§ **SET TASK A**: Collect every line in the entries that contains the word "white".

§ **QUOTED PASSAGE**:

=====

Orthogonal multi-testing

hgm · Post by **hgm** » Fri Apr 10, 2009 3:47 pm

Suppose you want to evaluate 4 possible changes to your engine, and your target is to play-test them to see if they deliver an improvement of at least 1% (score-wise) with 84% confidence. To get a score error of 1%, you need 1600 games in your standard gauntlet (40%/sqrt(1600)=1%). But you need to base your verdict on the difference of two gauntlets (with and without the change), and the statistical error in that is sqrt(2) as large as in the individual results. So you need 2 times as many games in each gauntlet, i.e. two gauntlets of 3200 games, one with the change, one without the change.

Now if you want to evaluate all four changes, you would have to repeat that 4 times. Well, would you really? It is enticing to reuse the result of the gauntlet without the change as a reference, and compare the result of the four 3200-game gauntlets with the changes to it, so that you do 5 x 3200 games in total. But this is very risky: if you happened to have a fluke in your reference gauntlet, so that it scored higher than it normally would, you would most likely reject every change you test for the rest of your life (or at least as long as you continue to compare to that reference, without re-doing it). If you are going to use a result multiple times, you better have a very high confidence in it.

=====

§ **SET TASK B**: Decide whether each statement agrees with the forum post on orthogonal multi-testing, answering yes or no and quoting the deciding words: (i) a score error of 1% calls for 1600 games in the standard gauntlet; (ii) the statistical error in the difference of two gauntlets is half as large as in the individual results; (iii) reusing one reference gauntlet for all four changes comes to 5 x 3200 games in total.

§ **EXERCISE MATERIALS**:
=====

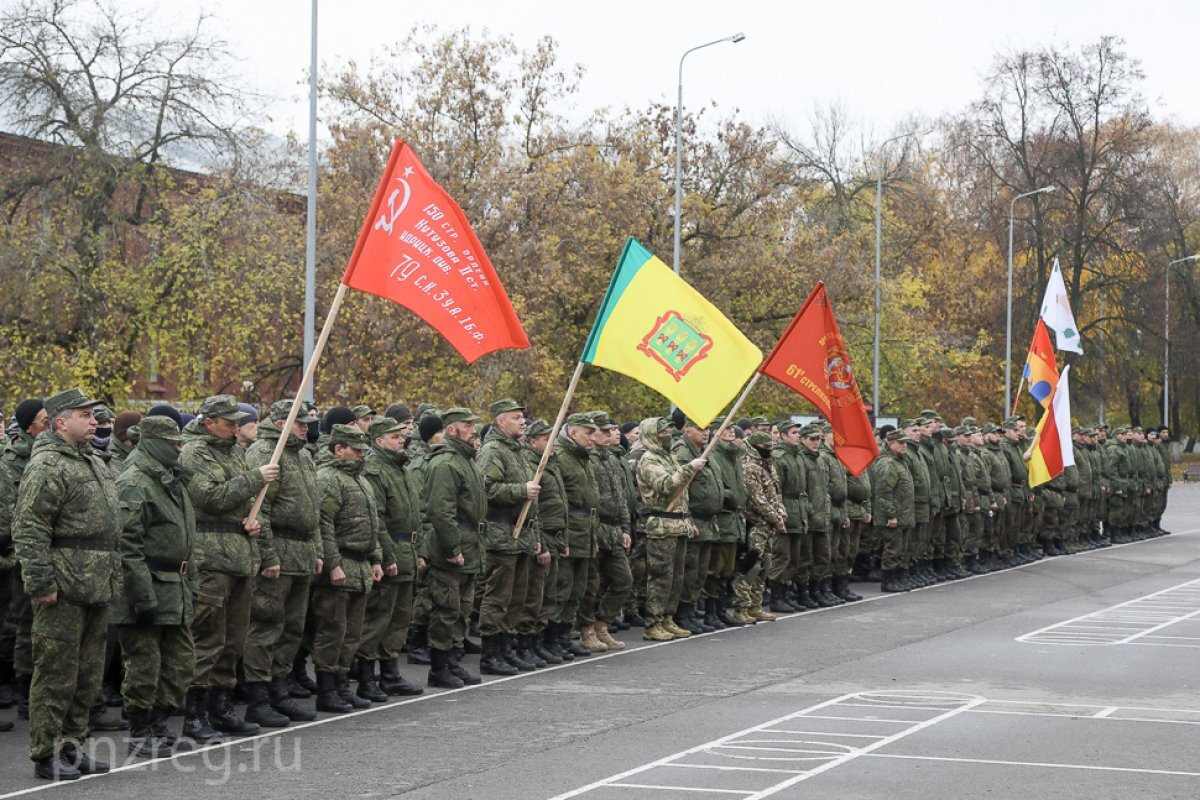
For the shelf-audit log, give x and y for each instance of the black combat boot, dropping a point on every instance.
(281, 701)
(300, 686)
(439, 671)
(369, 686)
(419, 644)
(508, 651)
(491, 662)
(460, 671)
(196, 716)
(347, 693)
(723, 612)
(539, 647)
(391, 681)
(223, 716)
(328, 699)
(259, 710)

=====

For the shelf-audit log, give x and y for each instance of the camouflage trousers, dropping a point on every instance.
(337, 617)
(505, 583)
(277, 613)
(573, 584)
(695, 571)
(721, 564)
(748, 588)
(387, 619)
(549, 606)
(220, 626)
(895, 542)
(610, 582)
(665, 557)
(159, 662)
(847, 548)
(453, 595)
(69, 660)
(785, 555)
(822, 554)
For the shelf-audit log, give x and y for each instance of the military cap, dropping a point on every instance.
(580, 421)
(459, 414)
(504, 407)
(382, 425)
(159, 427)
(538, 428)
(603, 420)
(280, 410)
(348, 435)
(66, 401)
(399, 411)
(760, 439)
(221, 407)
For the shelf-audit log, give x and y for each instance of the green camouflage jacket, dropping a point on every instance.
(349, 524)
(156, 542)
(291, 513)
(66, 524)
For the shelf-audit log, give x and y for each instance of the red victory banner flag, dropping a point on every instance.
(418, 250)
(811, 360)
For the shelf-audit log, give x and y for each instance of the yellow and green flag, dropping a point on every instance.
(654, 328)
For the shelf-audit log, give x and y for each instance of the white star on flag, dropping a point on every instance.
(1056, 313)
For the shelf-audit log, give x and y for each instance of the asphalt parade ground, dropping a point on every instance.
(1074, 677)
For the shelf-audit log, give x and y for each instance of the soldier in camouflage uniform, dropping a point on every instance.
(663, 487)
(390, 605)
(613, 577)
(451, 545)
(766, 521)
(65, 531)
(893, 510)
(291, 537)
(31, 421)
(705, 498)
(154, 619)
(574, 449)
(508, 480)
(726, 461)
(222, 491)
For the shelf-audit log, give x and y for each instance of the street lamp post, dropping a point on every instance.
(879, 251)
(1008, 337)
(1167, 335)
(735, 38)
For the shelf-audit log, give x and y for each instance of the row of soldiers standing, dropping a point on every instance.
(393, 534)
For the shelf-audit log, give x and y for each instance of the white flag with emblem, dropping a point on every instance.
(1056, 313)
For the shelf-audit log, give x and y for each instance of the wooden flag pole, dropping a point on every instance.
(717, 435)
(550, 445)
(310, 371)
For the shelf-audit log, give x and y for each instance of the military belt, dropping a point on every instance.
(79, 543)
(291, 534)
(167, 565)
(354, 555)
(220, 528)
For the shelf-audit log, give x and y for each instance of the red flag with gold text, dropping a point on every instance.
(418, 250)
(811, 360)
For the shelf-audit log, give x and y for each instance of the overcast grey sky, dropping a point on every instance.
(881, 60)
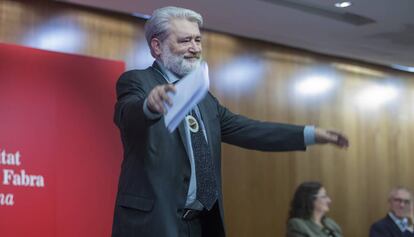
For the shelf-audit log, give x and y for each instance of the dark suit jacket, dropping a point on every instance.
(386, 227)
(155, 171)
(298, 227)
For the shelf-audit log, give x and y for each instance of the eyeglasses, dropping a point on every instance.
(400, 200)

=====

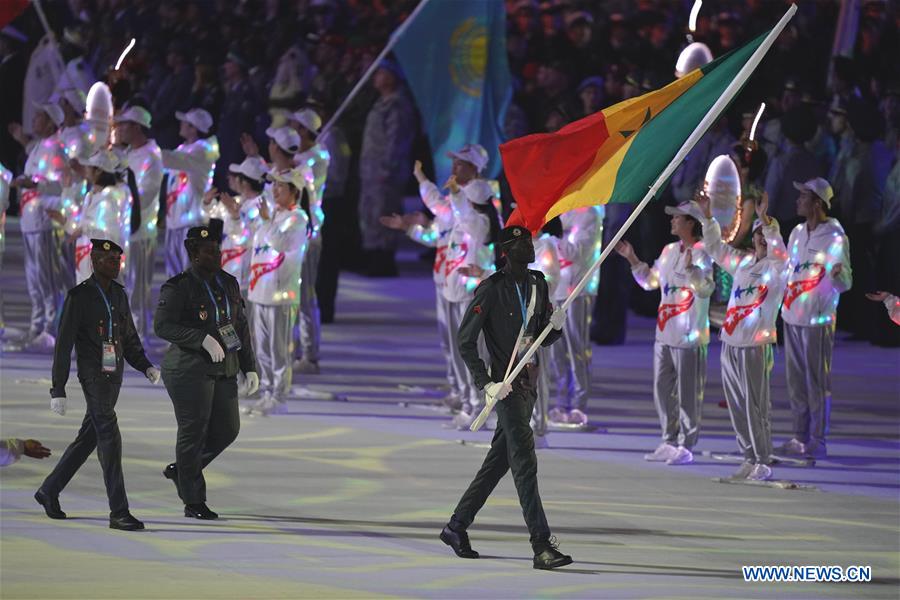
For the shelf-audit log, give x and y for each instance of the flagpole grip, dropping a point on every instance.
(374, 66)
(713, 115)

=====

§ **EXERCISE RESPONSE A**:
For the shelf-audit log, give x and y for each instance of the white star on flag, dropping a point on every instance.
For the shelf-audit log, give x and y for each instance of the white flag with emblem, dropping a point on every instance.

§ **EXERCISE RESPONSE B**:
(i) Yes: "To get a score error of 1%, you need 1600 games in your standard gauntlet (40%/sqrt(1600)=1%)."
(ii) No: "the statistical error in that is sqrt(2) as large as in the individual results."
(iii) Yes: "so that you do 5 x 3200 games in total."